[Opening MATERIAL FOR THE TASK section]

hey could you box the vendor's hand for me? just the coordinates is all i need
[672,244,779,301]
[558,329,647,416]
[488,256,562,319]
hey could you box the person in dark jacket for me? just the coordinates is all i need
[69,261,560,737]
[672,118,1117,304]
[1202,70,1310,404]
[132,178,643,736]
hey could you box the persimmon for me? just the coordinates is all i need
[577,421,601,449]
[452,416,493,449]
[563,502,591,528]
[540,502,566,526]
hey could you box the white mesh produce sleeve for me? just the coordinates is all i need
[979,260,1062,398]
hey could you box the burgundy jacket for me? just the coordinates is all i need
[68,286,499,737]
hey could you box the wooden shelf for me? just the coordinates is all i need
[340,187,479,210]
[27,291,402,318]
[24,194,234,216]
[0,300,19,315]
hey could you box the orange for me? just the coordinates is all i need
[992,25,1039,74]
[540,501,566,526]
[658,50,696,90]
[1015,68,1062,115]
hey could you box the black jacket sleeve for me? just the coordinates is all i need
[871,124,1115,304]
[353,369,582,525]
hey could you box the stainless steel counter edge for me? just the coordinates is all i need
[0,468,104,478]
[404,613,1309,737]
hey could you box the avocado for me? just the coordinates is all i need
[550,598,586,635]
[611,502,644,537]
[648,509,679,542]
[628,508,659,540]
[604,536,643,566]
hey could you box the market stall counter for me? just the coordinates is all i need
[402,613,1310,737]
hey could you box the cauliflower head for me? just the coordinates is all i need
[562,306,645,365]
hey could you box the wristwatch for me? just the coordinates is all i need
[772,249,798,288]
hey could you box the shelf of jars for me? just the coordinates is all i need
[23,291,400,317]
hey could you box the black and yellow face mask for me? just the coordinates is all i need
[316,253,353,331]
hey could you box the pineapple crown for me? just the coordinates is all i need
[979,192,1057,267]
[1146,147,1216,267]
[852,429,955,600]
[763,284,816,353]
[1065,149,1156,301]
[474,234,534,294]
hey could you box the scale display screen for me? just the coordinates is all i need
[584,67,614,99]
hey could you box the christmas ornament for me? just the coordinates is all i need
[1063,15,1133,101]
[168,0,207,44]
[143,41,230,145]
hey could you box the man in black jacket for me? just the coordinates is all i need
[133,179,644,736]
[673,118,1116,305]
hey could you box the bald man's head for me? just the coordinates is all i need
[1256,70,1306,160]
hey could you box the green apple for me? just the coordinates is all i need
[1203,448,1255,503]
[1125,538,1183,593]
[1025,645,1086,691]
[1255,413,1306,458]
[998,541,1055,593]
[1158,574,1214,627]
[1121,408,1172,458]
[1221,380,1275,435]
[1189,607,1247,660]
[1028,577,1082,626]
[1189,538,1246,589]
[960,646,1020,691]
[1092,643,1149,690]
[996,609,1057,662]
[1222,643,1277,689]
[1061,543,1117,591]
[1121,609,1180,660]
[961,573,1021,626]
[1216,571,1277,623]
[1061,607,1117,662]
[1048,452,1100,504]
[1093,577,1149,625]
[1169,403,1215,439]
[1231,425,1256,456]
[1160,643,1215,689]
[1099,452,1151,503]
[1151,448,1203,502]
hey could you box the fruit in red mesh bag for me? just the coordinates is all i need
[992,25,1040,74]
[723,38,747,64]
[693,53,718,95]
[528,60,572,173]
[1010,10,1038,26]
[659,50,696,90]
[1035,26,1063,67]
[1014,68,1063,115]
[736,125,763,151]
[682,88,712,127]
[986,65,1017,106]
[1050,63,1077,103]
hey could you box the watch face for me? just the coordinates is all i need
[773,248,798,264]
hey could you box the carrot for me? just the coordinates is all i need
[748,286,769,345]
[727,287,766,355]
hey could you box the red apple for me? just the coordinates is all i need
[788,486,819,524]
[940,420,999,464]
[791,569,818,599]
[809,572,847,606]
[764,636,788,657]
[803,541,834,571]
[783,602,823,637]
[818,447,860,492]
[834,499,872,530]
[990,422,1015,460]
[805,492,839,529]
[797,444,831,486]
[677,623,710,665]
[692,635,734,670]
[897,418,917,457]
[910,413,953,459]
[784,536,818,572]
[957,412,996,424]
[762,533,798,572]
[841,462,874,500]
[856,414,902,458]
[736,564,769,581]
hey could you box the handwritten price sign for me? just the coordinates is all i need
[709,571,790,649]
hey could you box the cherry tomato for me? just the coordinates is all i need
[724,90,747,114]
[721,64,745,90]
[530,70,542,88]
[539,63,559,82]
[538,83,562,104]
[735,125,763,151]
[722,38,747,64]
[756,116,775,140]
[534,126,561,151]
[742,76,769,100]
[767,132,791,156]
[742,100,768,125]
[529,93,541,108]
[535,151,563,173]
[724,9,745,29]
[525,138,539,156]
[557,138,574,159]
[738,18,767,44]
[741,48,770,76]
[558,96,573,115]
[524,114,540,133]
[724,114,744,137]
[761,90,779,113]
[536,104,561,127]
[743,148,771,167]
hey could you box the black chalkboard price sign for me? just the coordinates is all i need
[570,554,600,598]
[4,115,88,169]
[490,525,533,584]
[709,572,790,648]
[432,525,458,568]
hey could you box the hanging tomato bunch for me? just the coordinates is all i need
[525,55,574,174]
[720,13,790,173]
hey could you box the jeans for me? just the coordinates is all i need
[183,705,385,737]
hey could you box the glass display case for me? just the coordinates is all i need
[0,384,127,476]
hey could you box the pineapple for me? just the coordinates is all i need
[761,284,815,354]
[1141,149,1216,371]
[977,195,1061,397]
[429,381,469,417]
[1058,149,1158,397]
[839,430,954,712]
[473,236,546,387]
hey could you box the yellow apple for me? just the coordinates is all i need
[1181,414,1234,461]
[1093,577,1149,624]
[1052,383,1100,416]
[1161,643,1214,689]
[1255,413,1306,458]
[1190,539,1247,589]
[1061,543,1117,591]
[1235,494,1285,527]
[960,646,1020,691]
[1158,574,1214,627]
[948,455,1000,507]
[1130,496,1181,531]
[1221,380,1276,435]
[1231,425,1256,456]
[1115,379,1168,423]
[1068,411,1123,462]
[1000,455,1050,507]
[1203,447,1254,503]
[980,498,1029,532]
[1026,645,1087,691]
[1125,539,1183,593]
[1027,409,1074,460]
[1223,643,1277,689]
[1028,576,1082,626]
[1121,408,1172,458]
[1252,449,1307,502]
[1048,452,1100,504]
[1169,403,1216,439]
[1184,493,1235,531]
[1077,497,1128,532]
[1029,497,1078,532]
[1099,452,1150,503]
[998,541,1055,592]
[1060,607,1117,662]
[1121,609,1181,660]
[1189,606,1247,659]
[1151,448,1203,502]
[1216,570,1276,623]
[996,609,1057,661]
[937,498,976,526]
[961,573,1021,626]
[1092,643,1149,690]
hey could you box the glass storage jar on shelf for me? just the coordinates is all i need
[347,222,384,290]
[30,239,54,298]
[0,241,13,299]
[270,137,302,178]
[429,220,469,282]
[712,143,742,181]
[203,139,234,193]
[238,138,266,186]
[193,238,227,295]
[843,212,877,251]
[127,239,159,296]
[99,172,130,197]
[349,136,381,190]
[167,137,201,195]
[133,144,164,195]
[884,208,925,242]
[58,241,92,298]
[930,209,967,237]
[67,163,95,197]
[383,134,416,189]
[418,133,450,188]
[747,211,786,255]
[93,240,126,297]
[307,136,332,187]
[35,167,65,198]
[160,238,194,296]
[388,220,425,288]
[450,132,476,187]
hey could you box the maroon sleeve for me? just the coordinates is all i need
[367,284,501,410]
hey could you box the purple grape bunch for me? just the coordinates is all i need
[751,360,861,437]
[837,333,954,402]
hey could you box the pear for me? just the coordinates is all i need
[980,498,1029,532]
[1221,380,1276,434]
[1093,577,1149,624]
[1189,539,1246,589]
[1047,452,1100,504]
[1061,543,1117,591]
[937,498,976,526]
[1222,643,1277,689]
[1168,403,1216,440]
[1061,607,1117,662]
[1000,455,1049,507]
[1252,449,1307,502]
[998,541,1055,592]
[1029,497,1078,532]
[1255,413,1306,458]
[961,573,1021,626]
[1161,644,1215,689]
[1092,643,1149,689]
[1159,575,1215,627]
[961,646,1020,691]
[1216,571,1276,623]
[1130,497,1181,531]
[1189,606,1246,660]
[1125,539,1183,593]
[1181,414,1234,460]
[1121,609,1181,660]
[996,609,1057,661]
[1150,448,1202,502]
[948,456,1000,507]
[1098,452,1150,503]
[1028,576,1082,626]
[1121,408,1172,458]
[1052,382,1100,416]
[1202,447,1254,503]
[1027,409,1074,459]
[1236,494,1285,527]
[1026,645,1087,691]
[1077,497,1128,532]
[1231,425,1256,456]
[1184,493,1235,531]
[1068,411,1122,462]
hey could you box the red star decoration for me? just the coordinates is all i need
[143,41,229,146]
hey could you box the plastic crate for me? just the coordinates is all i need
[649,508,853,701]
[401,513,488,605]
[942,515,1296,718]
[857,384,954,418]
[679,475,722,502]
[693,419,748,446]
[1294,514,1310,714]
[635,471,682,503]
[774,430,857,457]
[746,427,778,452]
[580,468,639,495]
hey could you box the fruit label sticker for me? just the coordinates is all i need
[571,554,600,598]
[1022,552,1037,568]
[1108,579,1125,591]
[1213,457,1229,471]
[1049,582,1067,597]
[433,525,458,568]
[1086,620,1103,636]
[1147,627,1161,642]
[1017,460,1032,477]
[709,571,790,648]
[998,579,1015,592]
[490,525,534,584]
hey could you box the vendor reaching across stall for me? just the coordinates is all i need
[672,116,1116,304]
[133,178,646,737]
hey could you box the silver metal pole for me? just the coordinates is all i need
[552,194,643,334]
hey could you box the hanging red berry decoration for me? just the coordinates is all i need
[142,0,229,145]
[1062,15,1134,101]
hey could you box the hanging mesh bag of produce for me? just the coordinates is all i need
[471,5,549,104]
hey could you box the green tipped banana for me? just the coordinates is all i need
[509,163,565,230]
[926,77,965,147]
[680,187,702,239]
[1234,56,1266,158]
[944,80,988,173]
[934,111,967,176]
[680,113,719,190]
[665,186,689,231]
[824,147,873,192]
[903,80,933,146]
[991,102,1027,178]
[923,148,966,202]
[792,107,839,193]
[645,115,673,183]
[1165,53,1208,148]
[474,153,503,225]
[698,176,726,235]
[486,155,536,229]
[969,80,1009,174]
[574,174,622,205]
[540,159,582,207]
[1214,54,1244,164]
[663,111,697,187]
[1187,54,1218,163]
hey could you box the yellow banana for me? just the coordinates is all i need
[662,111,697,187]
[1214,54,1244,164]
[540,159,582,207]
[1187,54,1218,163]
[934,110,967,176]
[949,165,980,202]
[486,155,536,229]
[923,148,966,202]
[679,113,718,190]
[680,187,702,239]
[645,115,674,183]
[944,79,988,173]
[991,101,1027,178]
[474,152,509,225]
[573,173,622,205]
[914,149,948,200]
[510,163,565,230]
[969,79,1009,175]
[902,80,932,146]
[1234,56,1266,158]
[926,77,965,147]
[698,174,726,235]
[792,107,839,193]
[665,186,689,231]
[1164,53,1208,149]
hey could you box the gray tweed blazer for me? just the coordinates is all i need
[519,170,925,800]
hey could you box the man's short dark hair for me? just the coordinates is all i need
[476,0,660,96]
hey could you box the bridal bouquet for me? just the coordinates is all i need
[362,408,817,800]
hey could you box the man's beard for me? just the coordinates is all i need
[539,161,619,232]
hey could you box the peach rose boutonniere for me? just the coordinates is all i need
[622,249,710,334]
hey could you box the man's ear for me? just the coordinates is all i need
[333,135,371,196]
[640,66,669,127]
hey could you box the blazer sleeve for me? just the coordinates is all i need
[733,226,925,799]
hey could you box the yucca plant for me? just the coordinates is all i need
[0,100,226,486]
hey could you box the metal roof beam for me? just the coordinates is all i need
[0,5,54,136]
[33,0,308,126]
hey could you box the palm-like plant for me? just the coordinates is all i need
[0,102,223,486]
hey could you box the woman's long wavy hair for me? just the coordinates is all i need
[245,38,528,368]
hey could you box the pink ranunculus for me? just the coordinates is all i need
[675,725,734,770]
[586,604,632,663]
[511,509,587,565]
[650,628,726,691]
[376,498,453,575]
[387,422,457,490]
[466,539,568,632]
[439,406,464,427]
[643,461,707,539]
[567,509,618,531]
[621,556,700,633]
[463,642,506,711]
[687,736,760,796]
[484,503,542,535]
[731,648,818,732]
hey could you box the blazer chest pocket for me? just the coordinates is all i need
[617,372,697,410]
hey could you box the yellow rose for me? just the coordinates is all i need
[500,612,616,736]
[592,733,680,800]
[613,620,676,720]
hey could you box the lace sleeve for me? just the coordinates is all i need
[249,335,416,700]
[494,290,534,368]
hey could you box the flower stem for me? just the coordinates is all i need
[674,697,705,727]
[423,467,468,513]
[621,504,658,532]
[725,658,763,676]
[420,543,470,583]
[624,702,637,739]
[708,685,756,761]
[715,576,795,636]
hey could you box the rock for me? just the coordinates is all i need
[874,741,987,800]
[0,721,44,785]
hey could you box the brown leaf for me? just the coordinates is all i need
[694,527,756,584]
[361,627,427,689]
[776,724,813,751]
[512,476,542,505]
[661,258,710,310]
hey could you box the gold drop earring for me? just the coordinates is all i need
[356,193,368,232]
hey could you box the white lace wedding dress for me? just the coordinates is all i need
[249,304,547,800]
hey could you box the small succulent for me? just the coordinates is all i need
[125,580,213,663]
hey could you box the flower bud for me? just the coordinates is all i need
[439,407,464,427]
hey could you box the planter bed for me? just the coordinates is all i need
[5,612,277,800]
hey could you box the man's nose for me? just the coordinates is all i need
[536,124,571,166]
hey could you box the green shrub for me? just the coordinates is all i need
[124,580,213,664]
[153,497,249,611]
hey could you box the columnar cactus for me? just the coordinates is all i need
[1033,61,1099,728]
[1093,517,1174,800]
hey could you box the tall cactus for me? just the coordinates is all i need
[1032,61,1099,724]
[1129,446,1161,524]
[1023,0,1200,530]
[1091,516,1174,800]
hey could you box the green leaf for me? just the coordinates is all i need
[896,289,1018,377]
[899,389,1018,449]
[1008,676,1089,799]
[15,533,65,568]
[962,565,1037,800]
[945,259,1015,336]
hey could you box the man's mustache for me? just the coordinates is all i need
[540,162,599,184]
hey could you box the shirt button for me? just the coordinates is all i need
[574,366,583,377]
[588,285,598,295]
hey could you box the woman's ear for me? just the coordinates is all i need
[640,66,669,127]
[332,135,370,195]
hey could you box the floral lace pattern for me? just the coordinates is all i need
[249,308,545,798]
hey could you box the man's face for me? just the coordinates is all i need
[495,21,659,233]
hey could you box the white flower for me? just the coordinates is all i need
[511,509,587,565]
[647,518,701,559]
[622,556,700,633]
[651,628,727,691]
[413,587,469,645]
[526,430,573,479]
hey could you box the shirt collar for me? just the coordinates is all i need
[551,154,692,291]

[Closing MATERIAL FOR THE TASK section]

Extract, verbatim, the lines from the one containing "hey could you box the shirt collar" through the last line of the listing above.

TASK OUTPUT |
hey could you box the shirt collar for me? just the coordinates is all i need
[551,154,692,291]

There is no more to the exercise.